Surfaces and interfaces are critical zones where major physical, chemical, and biological exchanges occur. As the ocean covers 362 million km^{2}, about 71% of the Earth's surface, the ocean-atmosphere interface is plausibly one of the largest and most important interfaces on the planet. Every substance entering or leaving the ocean from or to the atmosphere passes through this interface, which on the water-side -and to a lesser extent on the air-side- shows distinct physical, chemical, and biological properties. On the water side the uppermost 1 to 1000 μm of this interface are referred to as the sea surface microlayer (SML). Like a skin, the SML is expected to control the rates of exchange of energy and matter between air and sea, thereby potentially exerting both short-term and long-term impacts on various Earth system processes, including biogeochemical cycling, production and uptake of radiately active gases like or DMS, thus ultimately climate regulation. As of 2017, processes occurring within the SML, as well as the associated rates of material exchange through the SML, remained poorly understood and were rarely represented in marine and atmospheric numerical models.

An improved understanding of the biological, chemical, and physical processes at the ocean's upper surface could provide an essential contribution to the reduction of uncertainties regarding ocean-climate feedbacks. Due to its positioning between atmosphere and ocean, the SML is the first to be exposed to climate changes including temperature, climate relevant trace gases, wind speed, and precipitation as well as to pollution by human waste, including nutrients, toxins, nanomaterials, and plastic debris.

→ Tasks to complete:
a) Please rewrite the sea surface microlayer passage starting at "An improved understanding" and ending at "and plastic debris.", replacing "precipitation" with "rainfall".
b) According to the sea surface microlayer passage, how deep does the SML extend on the water side of the interface?
c) Write what comes next in the sea surface microlayer passage, following its last sentence.

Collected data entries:

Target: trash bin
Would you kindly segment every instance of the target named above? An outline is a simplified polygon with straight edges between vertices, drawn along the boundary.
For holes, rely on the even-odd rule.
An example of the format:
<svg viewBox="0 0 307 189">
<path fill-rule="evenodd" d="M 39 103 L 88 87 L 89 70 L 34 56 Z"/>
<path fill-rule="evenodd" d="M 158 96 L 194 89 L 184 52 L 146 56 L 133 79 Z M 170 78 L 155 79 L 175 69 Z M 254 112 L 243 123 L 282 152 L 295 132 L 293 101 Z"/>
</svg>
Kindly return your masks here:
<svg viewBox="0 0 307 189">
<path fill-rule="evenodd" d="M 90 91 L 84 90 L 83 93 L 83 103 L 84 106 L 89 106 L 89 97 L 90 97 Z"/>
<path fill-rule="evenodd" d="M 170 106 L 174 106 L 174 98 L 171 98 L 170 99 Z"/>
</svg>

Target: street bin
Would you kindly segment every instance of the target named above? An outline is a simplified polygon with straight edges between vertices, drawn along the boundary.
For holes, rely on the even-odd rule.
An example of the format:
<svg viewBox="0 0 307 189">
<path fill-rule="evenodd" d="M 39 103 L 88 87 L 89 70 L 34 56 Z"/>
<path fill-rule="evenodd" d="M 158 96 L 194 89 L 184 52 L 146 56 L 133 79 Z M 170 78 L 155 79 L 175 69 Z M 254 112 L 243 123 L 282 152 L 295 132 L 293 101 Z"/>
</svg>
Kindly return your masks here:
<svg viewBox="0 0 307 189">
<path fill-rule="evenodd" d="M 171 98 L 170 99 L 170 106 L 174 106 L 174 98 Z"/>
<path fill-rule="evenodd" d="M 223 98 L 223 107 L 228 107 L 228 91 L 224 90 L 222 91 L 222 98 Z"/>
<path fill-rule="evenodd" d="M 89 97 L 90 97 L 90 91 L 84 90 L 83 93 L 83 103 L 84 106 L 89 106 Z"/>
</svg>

→ Expected responses:
a)
An improved understanding of the biological, chemical, and physical processes at the ocean's upper surface could provide an essential contribution to the reduction of uncertainties regarding ocean-climate feedbacks. Due to its positioning between atmosphere and ocean, the SML is the first to be exposed to climate changes including temperature, climate relevant trace gases, wind speed, and rainfall as well as to pollution by human waste, including nutrients, toxins, nanomaterials, and plastic debris.

b) It covers the uppermost 1 to 1000 μm.

c)
==Bacterioneuston==

The term neuston describes the organisms in the SML and was first suggested by Naumann in 1917. As in other marine ecosystems, bacterioneuston communities have important roles in SML functioning. Bacterioneuston community composition of the SML has been analysed and compared to the underlying water in different habitats with varying results, and has primarily focused on coastal waters and shelf seas, with limited study of the open ocean . In the North Sea, a distinct bacterial community was found in the SML with Vibrio spp. and Pseudoalteromonas spp. dominating the bacterioneuston. During an artificially induced phytoplankton bloom in a fjord mesocosm experiment, the most dominant denaturing gradient gel electrophoresis (DGGE) bands of the bacterioneuston consisted of two bacterial families: Flavobacteriaceae and Alteromonadaceae. Other studies have however, found little or no differences in the bacterial community composition of the SML and the ULW. Difficulties in direct comparisons between studies can arise because of the different methods used to sample the SML, which result in varied sampling depths.

Even less is known about the community control mechanisms in the SML and how the bacterial community assembles at the air-sea interface. The bacterioneuston community could be altered by differing wind conditions and radiation levels, with high wind speeds inhibiting the formation of a distinct bacterioneuston community. Wind speed and radiation levels refer to external controls, however, bacterioneuston community composition might also be influenced by internal factors such as nutrient availability and organic matter (OM) produced either in the SML or in the ULW.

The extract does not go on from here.